#### [Stated exercise 1]
Write out the stretch of the Chatham County sales tax text below from "This year’s ballot" through "county around us.", with no change to the wording.

#### [Excerpted text]
Karen Howard, chairman of the Chatham County Board of Commissioners.

How we choose to live in our community and what we believe about ourselves and our neighbors is a matter of the stories we tell. In 2020 we get to decide what story we will tell ourselves and our children about what we value.

This year’s ballot in Chatham County includes a referendum to add a quarter of a penny to the sales and use tax. When passed, it will bring Chatham’s tax rate into closer alignment with that of virtually every county around us.

The tax would amount to 25 cents for every $100 spent, and does not apply to unprepared food or gasoline. It is estimated that it would provide an additional $1,600,000 to the county.

Here is the story that quarter of a penny can tell about us.

In 2020 the people of Chatham County decided that caring for each other was worth a quarter of a penny. We collectively said that addressing housing affordability for our teachers, police and sheriff’s officers, firemen and women, shopkeepers, librarians, bus drivers, custodial and cafeteria workers, wait staff, gardeners and so many others who cannot find affordable housing in our communities was worth a quarter of a penny. We decided that increasing our investment in education for children across the county from pre-K through community college was worth a quarter of a penny.

In 2020 we proved that as a community we were serious about our commitment to local farmers and that the preservation of agricultural land which could ease some of their financial burden was certainly worth a quarter of a penny. And in 2020, because we believe in the value of our natural environment and that it is an essential element of our quality of life, Chatham County chose to enhance amenities and infrastructure at parks across the county so that residents could enjoy walking trails, play areas for children of all ability levels, sports and activities, community events and more in our beautiful natural environment.

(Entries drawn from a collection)
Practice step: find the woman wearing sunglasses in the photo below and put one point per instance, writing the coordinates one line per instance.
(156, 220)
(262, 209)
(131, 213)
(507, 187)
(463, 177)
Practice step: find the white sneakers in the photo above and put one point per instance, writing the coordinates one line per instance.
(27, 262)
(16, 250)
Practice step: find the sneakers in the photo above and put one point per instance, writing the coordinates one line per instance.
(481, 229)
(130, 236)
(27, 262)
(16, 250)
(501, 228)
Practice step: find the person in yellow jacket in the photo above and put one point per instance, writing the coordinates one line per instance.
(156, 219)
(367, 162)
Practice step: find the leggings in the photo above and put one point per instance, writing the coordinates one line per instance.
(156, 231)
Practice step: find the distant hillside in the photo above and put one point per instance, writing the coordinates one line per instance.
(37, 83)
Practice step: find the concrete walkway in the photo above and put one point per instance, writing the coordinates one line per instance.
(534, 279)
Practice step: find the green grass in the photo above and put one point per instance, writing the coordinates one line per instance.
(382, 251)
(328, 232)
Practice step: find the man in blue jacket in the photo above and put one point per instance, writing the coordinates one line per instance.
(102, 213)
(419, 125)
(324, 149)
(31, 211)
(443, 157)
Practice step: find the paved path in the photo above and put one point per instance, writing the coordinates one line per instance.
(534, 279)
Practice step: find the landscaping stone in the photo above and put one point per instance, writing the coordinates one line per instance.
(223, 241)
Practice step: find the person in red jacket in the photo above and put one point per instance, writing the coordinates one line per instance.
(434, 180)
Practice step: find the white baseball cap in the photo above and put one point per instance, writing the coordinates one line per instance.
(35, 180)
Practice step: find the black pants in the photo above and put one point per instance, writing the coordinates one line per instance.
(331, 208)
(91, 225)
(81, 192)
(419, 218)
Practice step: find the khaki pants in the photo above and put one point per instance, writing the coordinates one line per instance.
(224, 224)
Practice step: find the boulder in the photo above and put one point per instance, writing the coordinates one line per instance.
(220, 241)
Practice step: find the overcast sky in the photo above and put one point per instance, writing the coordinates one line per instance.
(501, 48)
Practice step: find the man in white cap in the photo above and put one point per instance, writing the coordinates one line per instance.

#### [Stated exercise 2]
Show every line of the records above that contains the string "person", counting only matches in the same case.

#### [Problem solution 1]
This year’s ballot in Chatham County includes a referendum to add a quarter of a penny to the sales and use tax. When passed, it will bring Chatham’s tax rate into closer alignment with that of virtually every county around us.

#### [Problem solution 2]
Practice step: find the person in yellow jacket in the photo above and put one point per instance, writing the coordinates one line per instance.
Practice step: find the person in red jacket in the photo above and put one point per instance, writing the coordinates one line per instance.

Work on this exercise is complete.